● Collection entries:
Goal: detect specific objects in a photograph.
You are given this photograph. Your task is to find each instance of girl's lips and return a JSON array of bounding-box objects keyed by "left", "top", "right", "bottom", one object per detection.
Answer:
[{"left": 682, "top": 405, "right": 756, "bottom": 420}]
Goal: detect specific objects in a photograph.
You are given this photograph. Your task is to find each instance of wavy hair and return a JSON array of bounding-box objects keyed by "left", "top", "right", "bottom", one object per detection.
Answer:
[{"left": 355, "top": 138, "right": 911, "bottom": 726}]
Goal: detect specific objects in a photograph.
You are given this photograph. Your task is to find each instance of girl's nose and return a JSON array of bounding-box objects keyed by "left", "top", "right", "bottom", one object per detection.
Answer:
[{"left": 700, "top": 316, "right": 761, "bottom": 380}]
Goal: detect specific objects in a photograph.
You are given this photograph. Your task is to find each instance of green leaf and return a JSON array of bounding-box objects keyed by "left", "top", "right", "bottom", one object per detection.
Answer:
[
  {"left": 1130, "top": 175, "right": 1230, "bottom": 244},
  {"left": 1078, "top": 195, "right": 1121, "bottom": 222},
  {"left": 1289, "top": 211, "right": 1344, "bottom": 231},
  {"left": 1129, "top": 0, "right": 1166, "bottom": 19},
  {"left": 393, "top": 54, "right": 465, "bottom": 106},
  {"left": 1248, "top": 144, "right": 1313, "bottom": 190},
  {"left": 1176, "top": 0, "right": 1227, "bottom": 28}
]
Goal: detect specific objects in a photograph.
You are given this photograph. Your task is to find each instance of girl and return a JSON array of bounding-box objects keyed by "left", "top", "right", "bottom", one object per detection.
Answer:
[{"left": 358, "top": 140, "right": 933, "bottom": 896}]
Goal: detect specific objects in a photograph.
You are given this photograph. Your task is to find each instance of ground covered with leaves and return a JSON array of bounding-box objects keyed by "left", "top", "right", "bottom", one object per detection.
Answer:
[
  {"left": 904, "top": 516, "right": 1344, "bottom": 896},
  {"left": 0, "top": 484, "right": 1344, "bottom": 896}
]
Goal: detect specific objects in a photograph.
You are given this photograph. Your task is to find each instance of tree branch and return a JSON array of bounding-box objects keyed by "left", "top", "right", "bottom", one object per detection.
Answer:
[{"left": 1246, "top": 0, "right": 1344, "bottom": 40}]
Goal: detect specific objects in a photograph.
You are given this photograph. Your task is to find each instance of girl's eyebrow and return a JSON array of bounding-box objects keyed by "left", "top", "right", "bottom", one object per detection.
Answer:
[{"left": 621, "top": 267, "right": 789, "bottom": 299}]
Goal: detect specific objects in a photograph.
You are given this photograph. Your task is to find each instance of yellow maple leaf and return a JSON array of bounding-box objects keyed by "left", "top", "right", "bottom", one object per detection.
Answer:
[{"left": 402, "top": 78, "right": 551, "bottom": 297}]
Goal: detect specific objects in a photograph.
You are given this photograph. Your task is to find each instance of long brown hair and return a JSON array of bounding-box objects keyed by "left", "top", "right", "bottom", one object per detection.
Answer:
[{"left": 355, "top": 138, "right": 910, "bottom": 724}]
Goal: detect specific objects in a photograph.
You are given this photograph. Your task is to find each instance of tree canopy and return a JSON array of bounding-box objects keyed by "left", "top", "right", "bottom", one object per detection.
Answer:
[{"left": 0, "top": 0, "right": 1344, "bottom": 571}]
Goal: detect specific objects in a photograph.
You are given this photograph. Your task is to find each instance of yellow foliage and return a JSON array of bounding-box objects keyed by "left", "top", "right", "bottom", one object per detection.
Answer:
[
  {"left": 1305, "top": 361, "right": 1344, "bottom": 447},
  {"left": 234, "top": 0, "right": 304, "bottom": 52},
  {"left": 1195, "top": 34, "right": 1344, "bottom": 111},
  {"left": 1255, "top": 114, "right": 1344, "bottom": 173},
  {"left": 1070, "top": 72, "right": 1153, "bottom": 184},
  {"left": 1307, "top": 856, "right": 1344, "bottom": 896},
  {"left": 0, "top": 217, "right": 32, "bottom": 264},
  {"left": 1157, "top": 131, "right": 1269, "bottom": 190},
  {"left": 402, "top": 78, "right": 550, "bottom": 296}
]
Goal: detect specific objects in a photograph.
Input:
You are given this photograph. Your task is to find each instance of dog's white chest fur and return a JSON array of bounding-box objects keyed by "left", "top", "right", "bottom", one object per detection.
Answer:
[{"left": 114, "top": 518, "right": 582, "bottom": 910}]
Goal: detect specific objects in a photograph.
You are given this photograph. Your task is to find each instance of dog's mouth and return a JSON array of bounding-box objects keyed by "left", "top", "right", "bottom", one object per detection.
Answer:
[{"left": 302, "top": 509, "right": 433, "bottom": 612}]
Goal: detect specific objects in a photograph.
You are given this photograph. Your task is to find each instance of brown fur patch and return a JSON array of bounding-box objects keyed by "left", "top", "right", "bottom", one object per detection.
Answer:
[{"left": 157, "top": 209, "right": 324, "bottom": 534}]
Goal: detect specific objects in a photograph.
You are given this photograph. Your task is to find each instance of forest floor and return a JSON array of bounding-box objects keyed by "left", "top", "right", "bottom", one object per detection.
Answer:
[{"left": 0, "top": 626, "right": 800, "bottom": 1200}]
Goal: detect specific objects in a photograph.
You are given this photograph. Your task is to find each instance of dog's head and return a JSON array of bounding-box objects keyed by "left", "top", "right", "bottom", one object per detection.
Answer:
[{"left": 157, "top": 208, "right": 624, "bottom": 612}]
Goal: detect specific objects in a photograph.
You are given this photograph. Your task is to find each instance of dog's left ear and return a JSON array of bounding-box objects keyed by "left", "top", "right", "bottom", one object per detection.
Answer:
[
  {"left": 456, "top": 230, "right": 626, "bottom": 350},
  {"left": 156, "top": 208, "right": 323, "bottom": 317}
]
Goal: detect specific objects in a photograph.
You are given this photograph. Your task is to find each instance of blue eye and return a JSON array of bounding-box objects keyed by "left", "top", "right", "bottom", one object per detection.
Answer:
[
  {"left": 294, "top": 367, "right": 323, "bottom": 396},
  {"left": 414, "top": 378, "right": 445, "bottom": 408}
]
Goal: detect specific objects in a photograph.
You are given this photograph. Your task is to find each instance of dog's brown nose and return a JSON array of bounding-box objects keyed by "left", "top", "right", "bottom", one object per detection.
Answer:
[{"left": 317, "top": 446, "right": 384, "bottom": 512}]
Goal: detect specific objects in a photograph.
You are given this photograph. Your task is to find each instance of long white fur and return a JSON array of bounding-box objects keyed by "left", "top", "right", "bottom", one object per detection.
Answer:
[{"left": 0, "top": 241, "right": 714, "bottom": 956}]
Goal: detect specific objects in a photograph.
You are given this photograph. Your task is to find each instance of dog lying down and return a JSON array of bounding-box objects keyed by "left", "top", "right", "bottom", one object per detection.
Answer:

● THE EXERCISE:
Pick out every line in the items above that contains the string "ground" and copy each one. Case matters.

● WRITTEN ANSWER:
You are given this photograph. Your task is to find each instance of ground covered with leaves and return a JSON array of bounding-box objects keyed by "left", "top", "right", "bottom", one object per detection.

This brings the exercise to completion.